━━━━━ EXTRACTED DATA

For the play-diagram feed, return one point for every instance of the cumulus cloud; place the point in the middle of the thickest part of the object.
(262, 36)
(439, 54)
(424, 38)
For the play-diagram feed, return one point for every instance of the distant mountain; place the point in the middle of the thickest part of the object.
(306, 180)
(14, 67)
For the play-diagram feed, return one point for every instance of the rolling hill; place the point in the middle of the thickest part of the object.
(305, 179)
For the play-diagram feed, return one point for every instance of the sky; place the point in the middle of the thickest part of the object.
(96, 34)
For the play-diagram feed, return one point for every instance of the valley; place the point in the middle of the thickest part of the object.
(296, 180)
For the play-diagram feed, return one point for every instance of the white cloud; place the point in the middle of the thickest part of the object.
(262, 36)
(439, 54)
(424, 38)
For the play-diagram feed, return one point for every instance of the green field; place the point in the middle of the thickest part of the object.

━━━━━━━━━━

* [PROBLEM STATEMENT]: Every entry above should be duplicated exactly.

* [COMPLETED TASK]:
For the play-diagram feed, return one point for every instance of the cumulus cloud; place the point in the middle of the thickest part of the object.
(262, 36)
(439, 54)
(424, 38)
For the play-diagram feed, return one point for every instance of the distant mountain; place the point in the middle of the thickest part of the object.
(306, 180)
(14, 67)
For the play-diagram feed, return one point for every instance of the rolling hill; place the point in the middle of the thickest part of the object.
(305, 179)
For the play-diagram feed, return one point for every instance of the sky; place the point in the middle of the thickest part of the object.
(96, 34)
For the play-diagram feed, return one point for every instance of the valley; place the point in the middle of the thickest part of the object.
(296, 180)
For the play-diagram feed, return one point for every instance of the white cloud; place the point in the middle of the thickest part of the object.
(262, 36)
(439, 54)
(424, 38)
For the play-diagram feed, return one point for every instance of the green field; place the point in the middle of the thickest part of the object.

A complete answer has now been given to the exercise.